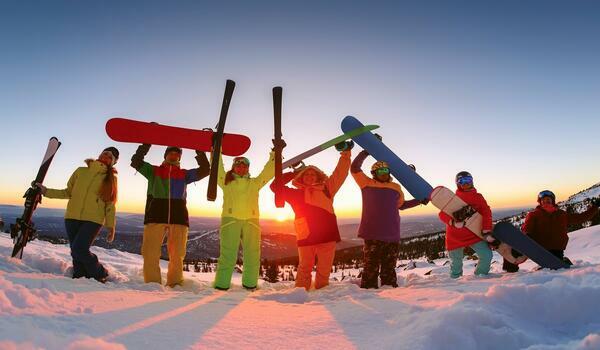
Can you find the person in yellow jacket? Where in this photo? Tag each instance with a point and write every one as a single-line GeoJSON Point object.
{"type": "Point", "coordinates": [239, 219]}
{"type": "Point", "coordinates": [92, 194]}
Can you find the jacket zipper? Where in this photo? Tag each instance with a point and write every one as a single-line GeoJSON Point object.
{"type": "Point", "coordinates": [87, 192]}
{"type": "Point", "coordinates": [169, 197]}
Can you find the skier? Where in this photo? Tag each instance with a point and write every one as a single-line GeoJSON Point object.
{"type": "Point", "coordinates": [166, 210]}
{"type": "Point", "coordinates": [547, 225]}
{"type": "Point", "coordinates": [458, 237]}
{"type": "Point", "coordinates": [92, 194]}
{"type": "Point", "coordinates": [315, 223]}
{"type": "Point", "coordinates": [380, 222]}
{"type": "Point", "coordinates": [239, 219]}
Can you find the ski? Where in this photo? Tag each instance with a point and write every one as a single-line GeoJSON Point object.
{"type": "Point", "coordinates": [277, 97]}
{"type": "Point", "coordinates": [23, 230]}
{"type": "Point", "coordinates": [211, 193]}
{"type": "Point", "coordinates": [325, 145]}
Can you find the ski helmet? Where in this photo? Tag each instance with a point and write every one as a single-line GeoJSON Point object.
{"type": "Point", "coordinates": [379, 165]}
{"type": "Point", "coordinates": [173, 149]}
{"type": "Point", "coordinates": [464, 177]}
{"type": "Point", "coordinates": [546, 193]}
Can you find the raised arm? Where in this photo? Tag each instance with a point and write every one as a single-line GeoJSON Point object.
{"type": "Point", "coordinates": [197, 174]}
{"type": "Point", "coordinates": [268, 171]}
{"type": "Point", "coordinates": [337, 178]}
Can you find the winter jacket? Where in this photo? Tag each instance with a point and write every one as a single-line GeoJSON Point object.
{"type": "Point", "coordinates": [550, 229]}
{"type": "Point", "coordinates": [380, 204]}
{"type": "Point", "coordinates": [240, 196]}
{"type": "Point", "coordinates": [82, 192]}
{"type": "Point", "coordinates": [166, 201]}
{"type": "Point", "coordinates": [315, 221]}
{"type": "Point", "coordinates": [463, 237]}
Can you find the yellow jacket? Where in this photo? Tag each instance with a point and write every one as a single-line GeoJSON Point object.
{"type": "Point", "coordinates": [240, 196]}
{"type": "Point", "coordinates": [82, 192]}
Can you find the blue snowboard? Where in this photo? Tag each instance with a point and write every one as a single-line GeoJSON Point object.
{"type": "Point", "coordinates": [507, 233]}
{"type": "Point", "coordinates": [415, 184]}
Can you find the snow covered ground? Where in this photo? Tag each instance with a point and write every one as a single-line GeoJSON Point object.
{"type": "Point", "coordinates": [42, 308]}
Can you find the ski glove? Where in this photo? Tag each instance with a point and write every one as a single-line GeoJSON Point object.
{"type": "Point", "coordinates": [278, 145]}
{"type": "Point", "coordinates": [463, 213]}
{"type": "Point", "coordinates": [344, 146]}
{"type": "Point", "coordinates": [137, 160]}
{"type": "Point", "coordinates": [42, 188]}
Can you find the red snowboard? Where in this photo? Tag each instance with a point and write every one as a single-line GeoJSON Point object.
{"type": "Point", "coordinates": [127, 130]}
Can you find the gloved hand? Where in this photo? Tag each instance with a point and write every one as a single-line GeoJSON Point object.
{"type": "Point", "coordinates": [463, 213]}
{"type": "Point", "coordinates": [344, 146]}
{"type": "Point", "coordinates": [457, 224]}
{"type": "Point", "coordinates": [111, 235]}
{"type": "Point", "coordinates": [42, 188]}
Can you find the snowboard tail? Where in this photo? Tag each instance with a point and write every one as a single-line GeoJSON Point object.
{"type": "Point", "coordinates": [325, 145]}
{"type": "Point", "coordinates": [506, 232]}
{"type": "Point", "coordinates": [410, 179]}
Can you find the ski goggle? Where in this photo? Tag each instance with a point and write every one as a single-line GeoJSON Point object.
{"type": "Point", "coordinates": [465, 180]}
{"type": "Point", "coordinates": [382, 171]}
{"type": "Point", "coordinates": [241, 160]}
{"type": "Point", "coordinates": [108, 154]}
{"type": "Point", "coordinates": [546, 193]}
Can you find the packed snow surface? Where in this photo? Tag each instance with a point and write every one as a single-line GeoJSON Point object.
{"type": "Point", "coordinates": [41, 307]}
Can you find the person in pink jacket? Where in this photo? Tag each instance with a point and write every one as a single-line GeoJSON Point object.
{"type": "Point", "coordinates": [458, 237]}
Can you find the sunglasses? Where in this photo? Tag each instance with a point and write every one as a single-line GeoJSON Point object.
{"type": "Point", "coordinates": [465, 180]}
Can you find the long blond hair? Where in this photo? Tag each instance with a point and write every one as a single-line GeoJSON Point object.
{"type": "Point", "coordinates": [108, 190]}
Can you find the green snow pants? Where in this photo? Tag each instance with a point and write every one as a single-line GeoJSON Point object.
{"type": "Point", "coordinates": [232, 230]}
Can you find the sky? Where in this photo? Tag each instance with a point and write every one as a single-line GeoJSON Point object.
{"type": "Point", "coordinates": [506, 90]}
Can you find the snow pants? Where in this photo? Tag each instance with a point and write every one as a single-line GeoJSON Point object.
{"type": "Point", "coordinates": [232, 231]}
{"type": "Point", "coordinates": [484, 253]}
{"type": "Point", "coordinates": [81, 236]}
{"type": "Point", "coordinates": [154, 236]}
{"type": "Point", "coordinates": [380, 260]}
{"type": "Point", "coordinates": [324, 253]}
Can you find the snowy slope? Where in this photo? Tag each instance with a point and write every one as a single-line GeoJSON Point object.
{"type": "Point", "coordinates": [41, 307]}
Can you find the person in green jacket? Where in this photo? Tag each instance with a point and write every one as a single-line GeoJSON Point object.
{"type": "Point", "coordinates": [239, 219]}
{"type": "Point", "coordinates": [92, 194]}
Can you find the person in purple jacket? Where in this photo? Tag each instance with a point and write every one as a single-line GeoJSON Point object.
{"type": "Point", "coordinates": [380, 222]}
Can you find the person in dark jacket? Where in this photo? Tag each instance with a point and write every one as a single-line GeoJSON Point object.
{"type": "Point", "coordinates": [380, 222]}
{"type": "Point", "coordinates": [547, 225]}
{"type": "Point", "coordinates": [315, 223]}
{"type": "Point", "coordinates": [166, 210]}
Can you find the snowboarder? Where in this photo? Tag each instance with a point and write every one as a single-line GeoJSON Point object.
{"type": "Point", "coordinates": [240, 219]}
{"type": "Point", "coordinates": [458, 237]}
{"type": "Point", "coordinates": [547, 225]}
{"type": "Point", "coordinates": [380, 222]}
{"type": "Point", "coordinates": [166, 210]}
{"type": "Point", "coordinates": [92, 194]}
{"type": "Point", "coordinates": [315, 223]}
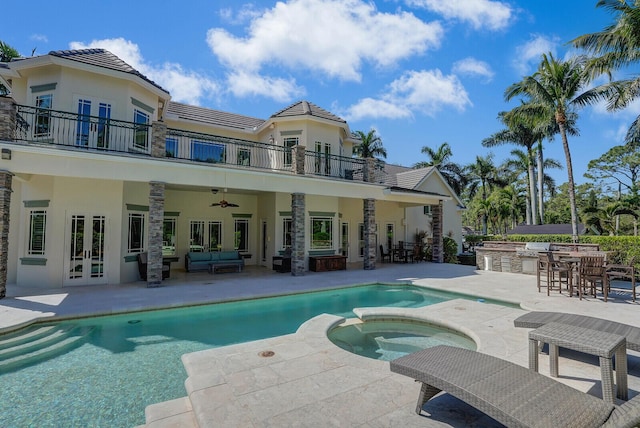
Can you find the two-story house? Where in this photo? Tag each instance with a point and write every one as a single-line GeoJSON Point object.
{"type": "Point", "coordinates": [98, 165]}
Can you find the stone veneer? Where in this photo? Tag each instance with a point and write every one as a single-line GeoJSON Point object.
{"type": "Point", "coordinates": [156, 219]}
{"type": "Point", "coordinates": [369, 215]}
{"type": "Point", "coordinates": [6, 179]}
{"type": "Point", "coordinates": [298, 238]}
{"type": "Point", "coordinates": [437, 246]}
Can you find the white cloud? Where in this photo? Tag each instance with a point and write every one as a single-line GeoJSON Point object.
{"type": "Point", "coordinates": [473, 67]}
{"type": "Point", "coordinates": [529, 54]}
{"type": "Point", "coordinates": [251, 84]}
{"type": "Point", "coordinates": [334, 38]}
{"type": "Point", "coordinates": [184, 85]}
{"type": "Point", "coordinates": [493, 15]}
{"type": "Point", "coordinates": [426, 91]}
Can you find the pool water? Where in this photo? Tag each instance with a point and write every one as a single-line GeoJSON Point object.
{"type": "Point", "coordinates": [388, 340]}
{"type": "Point", "coordinates": [124, 363]}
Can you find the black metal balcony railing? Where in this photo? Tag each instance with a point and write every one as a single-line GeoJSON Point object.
{"type": "Point", "coordinates": [45, 126]}
{"type": "Point", "coordinates": [82, 131]}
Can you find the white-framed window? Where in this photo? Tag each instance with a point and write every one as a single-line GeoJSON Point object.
{"type": "Point", "coordinates": [42, 126]}
{"type": "Point", "coordinates": [243, 157]}
{"type": "Point", "coordinates": [321, 232]}
{"type": "Point", "coordinates": [37, 232]}
{"type": "Point", "coordinates": [171, 147]}
{"type": "Point", "coordinates": [241, 234]}
{"type": "Point", "coordinates": [288, 143]}
{"type": "Point", "coordinates": [135, 242]}
{"type": "Point", "coordinates": [141, 130]}
{"type": "Point", "coordinates": [204, 151]}
{"type": "Point", "coordinates": [323, 158]}
{"type": "Point", "coordinates": [287, 229]}
{"type": "Point", "coordinates": [169, 236]}
{"type": "Point", "coordinates": [205, 235]}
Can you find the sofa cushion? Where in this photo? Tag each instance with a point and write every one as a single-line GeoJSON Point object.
{"type": "Point", "coordinates": [229, 255]}
{"type": "Point", "coordinates": [199, 257]}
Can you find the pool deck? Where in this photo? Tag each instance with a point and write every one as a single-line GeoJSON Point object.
{"type": "Point", "coordinates": [309, 382]}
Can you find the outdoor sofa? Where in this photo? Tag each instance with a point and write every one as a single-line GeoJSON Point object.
{"type": "Point", "coordinates": [194, 261]}
{"type": "Point", "coordinates": [536, 319]}
{"type": "Point", "coordinates": [511, 394]}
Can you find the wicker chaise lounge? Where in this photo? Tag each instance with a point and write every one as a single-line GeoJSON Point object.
{"type": "Point", "coordinates": [509, 393]}
{"type": "Point", "coordinates": [537, 319]}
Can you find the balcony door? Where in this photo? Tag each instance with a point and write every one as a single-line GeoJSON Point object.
{"type": "Point", "coordinates": [92, 128]}
{"type": "Point", "coordinates": [85, 262]}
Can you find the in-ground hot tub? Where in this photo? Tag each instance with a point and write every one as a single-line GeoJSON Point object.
{"type": "Point", "coordinates": [387, 340]}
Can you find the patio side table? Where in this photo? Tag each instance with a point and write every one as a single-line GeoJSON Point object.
{"type": "Point", "coordinates": [602, 344]}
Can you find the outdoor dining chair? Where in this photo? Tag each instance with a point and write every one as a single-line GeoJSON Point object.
{"type": "Point", "coordinates": [553, 272]}
{"type": "Point", "coordinates": [592, 271]}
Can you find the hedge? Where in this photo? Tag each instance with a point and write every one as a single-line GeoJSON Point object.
{"type": "Point", "coordinates": [621, 248]}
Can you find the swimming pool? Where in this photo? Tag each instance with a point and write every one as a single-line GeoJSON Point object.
{"type": "Point", "coordinates": [123, 363]}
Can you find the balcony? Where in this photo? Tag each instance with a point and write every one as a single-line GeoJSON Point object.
{"type": "Point", "coordinates": [105, 135]}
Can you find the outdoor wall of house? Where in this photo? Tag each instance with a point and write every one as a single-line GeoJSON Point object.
{"type": "Point", "coordinates": [66, 197]}
{"type": "Point", "coordinates": [452, 214]}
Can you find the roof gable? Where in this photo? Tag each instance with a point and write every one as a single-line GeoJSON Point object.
{"type": "Point", "coordinates": [213, 117]}
{"type": "Point", "coordinates": [305, 108]}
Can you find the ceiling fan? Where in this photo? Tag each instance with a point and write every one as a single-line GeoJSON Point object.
{"type": "Point", "coordinates": [223, 203]}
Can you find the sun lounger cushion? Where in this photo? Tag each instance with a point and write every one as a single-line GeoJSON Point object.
{"type": "Point", "coordinates": [513, 395]}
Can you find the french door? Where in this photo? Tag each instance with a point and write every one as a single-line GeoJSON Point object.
{"type": "Point", "coordinates": [92, 129]}
{"type": "Point", "coordinates": [85, 261]}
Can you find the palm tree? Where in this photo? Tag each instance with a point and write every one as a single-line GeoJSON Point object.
{"type": "Point", "coordinates": [483, 173]}
{"type": "Point", "coordinates": [370, 145]}
{"type": "Point", "coordinates": [557, 86]}
{"type": "Point", "coordinates": [521, 133]}
{"type": "Point", "coordinates": [439, 158]}
{"type": "Point", "coordinates": [7, 53]}
{"type": "Point", "coordinates": [615, 47]}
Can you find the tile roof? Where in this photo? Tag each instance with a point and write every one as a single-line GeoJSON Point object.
{"type": "Point", "coordinates": [301, 108]}
{"type": "Point", "coordinates": [102, 58]}
{"type": "Point", "coordinates": [212, 117]}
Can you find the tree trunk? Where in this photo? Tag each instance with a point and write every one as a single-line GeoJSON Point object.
{"type": "Point", "coordinates": [572, 191]}
{"type": "Point", "coordinates": [532, 190]}
{"type": "Point", "coordinates": [540, 182]}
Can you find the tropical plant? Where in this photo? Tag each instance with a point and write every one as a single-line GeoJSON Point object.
{"type": "Point", "coordinates": [7, 53]}
{"type": "Point", "coordinates": [615, 47]}
{"type": "Point", "coordinates": [558, 85]}
{"type": "Point", "coordinates": [440, 158]}
{"type": "Point", "coordinates": [370, 145]}
{"type": "Point", "coordinates": [522, 133]}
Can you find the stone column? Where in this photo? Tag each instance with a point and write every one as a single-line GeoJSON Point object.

========================================

— Prompt —
Your output consists solely of the lines from the one with "Can you find the ceiling" through the last line, copied exactly.

— Reply —
Can you find the ceiling fan? Where in this photo? Tag each instance with a point and write every one as a single-line GeoJSON Point object.
{"type": "Point", "coordinates": [223, 203]}
Can you find the sun lounger cushion? Where in this photo? Tag each instance with a point and write every one as a single-line GeoJSON Point object.
{"type": "Point", "coordinates": [513, 395]}
Can you find the french door? Where in this photo? Tag each instance with a point and write every one as a single-line GeoJSON Point object.
{"type": "Point", "coordinates": [92, 129]}
{"type": "Point", "coordinates": [85, 261]}
Can you find the palm tree? Where in this photo? Tag each instance with a point and write every one as a single-line GeoJSON Point object.
{"type": "Point", "coordinates": [483, 173]}
{"type": "Point", "coordinates": [370, 145]}
{"type": "Point", "coordinates": [557, 86]}
{"type": "Point", "coordinates": [521, 133]}
{"type": "Point", "coordinates": [439, 158]}
{"type": "Point", "coordinates": [7, 53]}
{"type": "Point", "coordinates": [615, 47]}
Can you find the tile roof? Where in this photo? Tag each instance with a point and write every one as a single-line GeoJSON Point object.
{"type": "Point", "coordinates": [301, 108]}
{"type": "Point", "coordinates": [102, 58]}
{"type": "Point", "coordinates": [212, 117]}
Can you find the tree trunk? Where in this photo? Tag each instance with a point and write every one as a single-line GeoJSON Point object.
{"type": "Point", "coordinates": [572, 191]}
{"type": "Point", "coordinates": [532, 190]}
{"type": "Point", "coordinates": [540, 182]}
Can you find the tropical plant? Where in this photo? Tag each instance with a point and write every one as a single-line GeoJSON Point object.
{"type": "Point", "coordinates": [7, 53]}
{"type": "Point", "coordinates": [615, 47]}
{"type": "Point", "coordinates": [558, 85]}
{"type": "Point", "coordinates": [440, 158]}
{"type": "Point", "coordinates": [370, 145]}
{"type": "Point", "coordinates": [522, 133]}
Can you find the stone column? Where in this photo? Tag each instance with a point and write every one as a single-line GeoJSON Point object.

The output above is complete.